Exercise prompt:
Please output exactly the part of the records below that opens with the line containing "box: [196, 137, 258, 196]" and closes with the line containing "box: [71, 46, 366, 357]", both lines included, and nothing else.

Data records: Begin

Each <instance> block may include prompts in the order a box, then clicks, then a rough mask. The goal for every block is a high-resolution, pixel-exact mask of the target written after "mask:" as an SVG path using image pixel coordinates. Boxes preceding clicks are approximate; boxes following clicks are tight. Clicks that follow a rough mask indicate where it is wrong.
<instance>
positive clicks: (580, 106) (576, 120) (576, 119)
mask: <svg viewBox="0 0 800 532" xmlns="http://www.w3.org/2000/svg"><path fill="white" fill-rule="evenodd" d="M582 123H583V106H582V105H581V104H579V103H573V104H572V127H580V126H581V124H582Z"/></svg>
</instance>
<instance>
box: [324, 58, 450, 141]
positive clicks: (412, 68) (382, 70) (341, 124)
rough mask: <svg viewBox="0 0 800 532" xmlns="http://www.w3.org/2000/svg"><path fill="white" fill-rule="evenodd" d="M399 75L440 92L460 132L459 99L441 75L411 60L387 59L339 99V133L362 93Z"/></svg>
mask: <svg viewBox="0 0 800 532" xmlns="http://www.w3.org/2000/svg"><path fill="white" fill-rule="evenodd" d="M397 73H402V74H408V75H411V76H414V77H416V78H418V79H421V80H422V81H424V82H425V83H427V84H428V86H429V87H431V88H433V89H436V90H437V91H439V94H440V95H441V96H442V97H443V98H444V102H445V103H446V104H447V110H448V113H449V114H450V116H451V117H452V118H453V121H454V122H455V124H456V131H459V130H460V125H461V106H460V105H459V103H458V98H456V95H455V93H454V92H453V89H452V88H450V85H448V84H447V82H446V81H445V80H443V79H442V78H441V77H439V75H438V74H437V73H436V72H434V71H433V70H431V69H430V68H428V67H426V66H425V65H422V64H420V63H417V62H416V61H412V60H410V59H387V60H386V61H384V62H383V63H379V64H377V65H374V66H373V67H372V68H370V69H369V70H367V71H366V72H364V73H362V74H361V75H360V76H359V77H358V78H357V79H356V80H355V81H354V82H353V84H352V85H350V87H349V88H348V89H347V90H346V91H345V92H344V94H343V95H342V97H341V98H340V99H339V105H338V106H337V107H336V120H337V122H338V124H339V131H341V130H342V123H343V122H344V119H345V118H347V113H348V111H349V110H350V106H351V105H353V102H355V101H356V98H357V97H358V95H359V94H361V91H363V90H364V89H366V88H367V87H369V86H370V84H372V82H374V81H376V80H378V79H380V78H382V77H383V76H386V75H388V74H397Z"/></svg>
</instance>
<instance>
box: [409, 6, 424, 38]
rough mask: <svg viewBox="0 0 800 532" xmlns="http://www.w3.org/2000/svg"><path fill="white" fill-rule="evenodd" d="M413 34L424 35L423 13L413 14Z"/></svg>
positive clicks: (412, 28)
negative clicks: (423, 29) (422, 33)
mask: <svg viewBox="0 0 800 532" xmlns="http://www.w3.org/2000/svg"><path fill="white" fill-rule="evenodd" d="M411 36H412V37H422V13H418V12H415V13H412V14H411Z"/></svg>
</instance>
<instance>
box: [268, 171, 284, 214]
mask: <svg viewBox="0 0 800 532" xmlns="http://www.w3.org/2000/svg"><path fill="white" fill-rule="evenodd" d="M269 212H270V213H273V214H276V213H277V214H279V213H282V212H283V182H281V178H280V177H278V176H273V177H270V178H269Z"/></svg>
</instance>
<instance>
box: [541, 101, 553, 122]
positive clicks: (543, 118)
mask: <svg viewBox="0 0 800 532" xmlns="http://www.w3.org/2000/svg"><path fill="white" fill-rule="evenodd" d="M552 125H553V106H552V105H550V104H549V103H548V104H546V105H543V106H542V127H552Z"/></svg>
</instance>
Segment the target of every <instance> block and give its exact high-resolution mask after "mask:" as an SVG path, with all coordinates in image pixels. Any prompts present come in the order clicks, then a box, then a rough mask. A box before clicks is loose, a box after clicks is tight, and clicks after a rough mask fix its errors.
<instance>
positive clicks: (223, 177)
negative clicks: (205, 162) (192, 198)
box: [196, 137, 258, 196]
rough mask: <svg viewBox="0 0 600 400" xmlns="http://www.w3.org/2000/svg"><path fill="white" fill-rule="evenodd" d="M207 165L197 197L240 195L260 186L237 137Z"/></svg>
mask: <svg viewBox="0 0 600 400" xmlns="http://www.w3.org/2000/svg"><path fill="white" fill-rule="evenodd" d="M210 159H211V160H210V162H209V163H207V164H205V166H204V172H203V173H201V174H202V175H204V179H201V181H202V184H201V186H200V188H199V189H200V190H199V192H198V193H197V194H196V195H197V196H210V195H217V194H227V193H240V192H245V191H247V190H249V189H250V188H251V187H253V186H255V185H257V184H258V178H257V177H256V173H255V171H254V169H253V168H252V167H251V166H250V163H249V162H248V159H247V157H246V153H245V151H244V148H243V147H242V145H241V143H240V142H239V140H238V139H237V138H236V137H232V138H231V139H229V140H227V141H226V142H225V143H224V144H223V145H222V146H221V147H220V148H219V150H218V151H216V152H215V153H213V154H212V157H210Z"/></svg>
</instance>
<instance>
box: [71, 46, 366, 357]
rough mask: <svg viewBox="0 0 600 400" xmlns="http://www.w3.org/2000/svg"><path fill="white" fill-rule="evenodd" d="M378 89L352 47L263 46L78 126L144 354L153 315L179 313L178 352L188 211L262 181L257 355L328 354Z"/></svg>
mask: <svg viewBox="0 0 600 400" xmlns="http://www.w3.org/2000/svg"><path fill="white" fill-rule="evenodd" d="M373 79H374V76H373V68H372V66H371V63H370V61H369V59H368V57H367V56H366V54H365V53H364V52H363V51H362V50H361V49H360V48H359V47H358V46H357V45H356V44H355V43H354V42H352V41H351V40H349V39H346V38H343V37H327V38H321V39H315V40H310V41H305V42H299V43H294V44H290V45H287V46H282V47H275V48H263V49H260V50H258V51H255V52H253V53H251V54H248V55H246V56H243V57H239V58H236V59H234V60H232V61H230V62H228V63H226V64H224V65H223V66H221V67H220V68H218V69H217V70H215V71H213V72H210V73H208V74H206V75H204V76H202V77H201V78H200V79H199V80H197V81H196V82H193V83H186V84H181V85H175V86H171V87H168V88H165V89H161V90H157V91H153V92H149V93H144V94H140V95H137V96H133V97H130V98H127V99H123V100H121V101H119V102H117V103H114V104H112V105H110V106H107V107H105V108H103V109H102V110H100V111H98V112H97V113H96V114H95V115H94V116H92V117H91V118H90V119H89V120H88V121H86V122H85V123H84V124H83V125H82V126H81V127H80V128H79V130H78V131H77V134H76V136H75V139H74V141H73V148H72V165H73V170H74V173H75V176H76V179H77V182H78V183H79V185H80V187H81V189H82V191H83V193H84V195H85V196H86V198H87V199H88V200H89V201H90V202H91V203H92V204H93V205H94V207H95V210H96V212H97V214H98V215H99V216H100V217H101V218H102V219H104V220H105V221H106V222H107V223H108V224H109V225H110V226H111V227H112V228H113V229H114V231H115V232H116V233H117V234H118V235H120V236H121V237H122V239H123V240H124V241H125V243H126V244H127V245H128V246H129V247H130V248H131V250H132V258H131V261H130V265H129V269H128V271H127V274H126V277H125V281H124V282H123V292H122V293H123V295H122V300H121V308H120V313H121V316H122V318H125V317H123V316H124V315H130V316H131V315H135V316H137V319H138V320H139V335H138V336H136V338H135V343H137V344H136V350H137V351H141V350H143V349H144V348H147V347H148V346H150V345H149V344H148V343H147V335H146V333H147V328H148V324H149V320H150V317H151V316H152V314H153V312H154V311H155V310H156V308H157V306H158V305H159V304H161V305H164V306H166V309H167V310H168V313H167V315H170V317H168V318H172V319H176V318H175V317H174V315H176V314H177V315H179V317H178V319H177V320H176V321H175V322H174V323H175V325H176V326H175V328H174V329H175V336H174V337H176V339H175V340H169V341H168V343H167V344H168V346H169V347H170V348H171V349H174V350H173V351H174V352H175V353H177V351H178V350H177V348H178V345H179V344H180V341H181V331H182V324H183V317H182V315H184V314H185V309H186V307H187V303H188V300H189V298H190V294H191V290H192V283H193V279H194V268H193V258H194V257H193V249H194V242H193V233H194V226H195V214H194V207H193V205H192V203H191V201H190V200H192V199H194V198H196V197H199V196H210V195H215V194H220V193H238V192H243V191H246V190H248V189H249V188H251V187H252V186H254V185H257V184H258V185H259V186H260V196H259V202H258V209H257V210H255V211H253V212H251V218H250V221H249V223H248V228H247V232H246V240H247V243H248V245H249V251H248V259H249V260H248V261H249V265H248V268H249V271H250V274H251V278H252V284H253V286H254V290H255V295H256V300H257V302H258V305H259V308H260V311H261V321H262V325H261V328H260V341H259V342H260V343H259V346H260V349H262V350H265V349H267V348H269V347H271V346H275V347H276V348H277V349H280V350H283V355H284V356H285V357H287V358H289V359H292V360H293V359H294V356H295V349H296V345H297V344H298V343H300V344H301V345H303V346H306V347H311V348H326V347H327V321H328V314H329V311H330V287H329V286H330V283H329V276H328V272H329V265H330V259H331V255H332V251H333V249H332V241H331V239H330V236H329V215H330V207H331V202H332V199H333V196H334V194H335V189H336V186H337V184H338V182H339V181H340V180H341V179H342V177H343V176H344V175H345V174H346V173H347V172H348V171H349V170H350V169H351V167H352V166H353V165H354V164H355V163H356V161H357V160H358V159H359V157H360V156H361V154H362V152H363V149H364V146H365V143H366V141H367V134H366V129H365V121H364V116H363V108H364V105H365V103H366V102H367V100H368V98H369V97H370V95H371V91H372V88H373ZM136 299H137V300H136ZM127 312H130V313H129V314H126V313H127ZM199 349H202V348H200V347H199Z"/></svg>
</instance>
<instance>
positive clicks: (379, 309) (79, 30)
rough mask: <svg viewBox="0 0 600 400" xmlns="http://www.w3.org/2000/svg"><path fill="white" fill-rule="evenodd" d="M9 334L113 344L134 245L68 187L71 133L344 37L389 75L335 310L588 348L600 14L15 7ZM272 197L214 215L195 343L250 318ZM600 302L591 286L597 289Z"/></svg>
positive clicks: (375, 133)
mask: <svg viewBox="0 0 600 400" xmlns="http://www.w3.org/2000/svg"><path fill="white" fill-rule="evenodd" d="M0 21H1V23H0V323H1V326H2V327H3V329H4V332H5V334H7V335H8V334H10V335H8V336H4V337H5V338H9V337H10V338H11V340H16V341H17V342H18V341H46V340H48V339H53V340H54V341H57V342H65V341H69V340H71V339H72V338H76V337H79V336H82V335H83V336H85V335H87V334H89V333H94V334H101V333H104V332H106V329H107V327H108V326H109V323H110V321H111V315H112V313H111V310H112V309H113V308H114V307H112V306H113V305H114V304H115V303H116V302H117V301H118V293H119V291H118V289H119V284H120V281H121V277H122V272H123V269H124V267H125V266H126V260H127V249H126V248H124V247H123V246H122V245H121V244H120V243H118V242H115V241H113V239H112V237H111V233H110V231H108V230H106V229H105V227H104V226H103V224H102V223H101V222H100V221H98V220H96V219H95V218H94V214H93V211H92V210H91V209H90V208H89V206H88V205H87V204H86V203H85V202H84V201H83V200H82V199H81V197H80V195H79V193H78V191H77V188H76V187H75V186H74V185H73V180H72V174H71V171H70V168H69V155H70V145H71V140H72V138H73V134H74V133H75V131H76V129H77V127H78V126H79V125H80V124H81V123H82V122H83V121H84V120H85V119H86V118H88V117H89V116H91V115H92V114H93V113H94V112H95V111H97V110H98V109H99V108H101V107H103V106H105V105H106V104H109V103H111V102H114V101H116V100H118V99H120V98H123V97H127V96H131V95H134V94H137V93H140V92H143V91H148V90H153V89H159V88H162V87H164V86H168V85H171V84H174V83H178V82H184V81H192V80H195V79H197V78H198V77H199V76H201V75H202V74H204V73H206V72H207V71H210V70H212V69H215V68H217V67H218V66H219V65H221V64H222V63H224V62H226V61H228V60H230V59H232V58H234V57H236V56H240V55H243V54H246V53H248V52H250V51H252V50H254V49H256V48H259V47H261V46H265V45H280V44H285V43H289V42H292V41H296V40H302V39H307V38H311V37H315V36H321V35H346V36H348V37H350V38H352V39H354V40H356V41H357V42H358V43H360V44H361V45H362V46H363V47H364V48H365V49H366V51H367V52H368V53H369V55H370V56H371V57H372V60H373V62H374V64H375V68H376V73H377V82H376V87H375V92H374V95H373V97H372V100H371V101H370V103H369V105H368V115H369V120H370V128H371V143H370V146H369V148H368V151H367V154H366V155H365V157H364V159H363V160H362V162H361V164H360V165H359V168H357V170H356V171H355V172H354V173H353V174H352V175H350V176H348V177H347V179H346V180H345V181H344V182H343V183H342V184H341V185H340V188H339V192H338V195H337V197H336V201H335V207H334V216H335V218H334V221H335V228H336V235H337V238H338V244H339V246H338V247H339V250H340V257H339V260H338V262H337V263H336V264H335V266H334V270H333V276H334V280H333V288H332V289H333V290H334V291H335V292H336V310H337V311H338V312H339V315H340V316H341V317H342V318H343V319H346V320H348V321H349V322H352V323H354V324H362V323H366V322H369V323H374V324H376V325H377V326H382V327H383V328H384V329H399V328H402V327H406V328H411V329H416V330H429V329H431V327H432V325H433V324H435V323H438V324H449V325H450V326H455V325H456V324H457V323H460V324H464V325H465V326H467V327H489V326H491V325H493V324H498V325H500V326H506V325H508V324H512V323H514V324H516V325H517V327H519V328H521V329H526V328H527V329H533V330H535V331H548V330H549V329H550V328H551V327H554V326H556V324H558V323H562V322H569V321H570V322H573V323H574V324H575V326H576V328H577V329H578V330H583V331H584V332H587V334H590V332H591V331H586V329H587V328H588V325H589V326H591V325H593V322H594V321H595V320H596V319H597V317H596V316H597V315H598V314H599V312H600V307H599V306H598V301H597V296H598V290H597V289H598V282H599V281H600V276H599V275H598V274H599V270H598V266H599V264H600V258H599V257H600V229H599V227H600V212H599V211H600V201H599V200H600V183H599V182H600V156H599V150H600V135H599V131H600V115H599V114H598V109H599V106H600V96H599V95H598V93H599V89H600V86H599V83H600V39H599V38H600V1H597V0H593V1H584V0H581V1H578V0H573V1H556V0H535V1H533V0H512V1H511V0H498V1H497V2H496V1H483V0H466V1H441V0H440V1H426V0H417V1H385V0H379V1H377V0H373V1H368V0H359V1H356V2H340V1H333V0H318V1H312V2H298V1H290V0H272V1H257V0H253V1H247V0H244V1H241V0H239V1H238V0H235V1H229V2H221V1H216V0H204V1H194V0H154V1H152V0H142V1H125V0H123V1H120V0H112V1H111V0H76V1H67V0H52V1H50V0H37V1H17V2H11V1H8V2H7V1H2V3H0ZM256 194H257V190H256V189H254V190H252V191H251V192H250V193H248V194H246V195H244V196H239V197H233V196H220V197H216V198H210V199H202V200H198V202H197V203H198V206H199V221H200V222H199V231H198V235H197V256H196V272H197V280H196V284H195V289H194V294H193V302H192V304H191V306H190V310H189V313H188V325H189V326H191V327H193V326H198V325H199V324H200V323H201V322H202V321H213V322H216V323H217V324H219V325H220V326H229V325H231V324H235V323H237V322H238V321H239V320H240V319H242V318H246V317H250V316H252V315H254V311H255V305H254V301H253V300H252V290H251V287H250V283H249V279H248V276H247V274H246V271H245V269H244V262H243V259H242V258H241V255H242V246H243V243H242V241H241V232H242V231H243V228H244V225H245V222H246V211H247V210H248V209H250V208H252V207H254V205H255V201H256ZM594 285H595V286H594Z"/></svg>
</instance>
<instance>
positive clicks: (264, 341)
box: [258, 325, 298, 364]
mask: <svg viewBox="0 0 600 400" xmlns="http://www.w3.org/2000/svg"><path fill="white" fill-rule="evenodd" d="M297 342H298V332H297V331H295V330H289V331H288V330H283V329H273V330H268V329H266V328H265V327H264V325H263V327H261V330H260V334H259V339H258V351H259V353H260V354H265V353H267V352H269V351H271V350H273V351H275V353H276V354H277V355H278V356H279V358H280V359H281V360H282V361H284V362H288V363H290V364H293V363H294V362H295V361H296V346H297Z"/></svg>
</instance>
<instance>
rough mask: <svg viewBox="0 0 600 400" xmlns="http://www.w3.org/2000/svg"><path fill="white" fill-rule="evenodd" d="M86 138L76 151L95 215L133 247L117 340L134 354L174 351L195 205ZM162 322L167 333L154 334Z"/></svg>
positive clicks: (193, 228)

Data records: End

Task solution:
box: [196, 137, 258, 196]
rough mask: <svg viewBox="0 0 600 400" xmlns="http://www.w3.org/2000/svg"><path fill="white" fill-rule="evenodd" d="M207 165L197 197L240 195L260 186L237 137Z"/></svg>
mask: <svg viewBox="0 0 600 400" xmlns="http://www.w3.org/2000/svg"><path fill="white" fill-rule="evenodd" d="M210 159H211V160H210V162H209V163H207V164H205V166H204V172H203V173H201V174H202V175H204V179H201V181H202V184H201V186H200V188H199V189H200V190H199V192H198V193H197V194H196V195H197V196H210V195H217V194H227V193H240V192H245V191H247V190H249V189H250V188H251V187H253V186H255V185H257V184H258V178H257V177H256V173H255V171H254V169H253V168H252V167H251V166H250V163H249V162H248V159H247V157H246V153H245V151H244V148H243V147H242V145H241V143H240V142H239V140H238V139H237V138H236V137H232V138H231V139H229V140H227V141H226V142H225V143H224V144H223V145H222V146H221V147H220V148H219V150H218V151H216V152H215V153H213V154H212V157H210Z"/></svg>
</instance>
<instance>
box: [71, 46, 366, 357]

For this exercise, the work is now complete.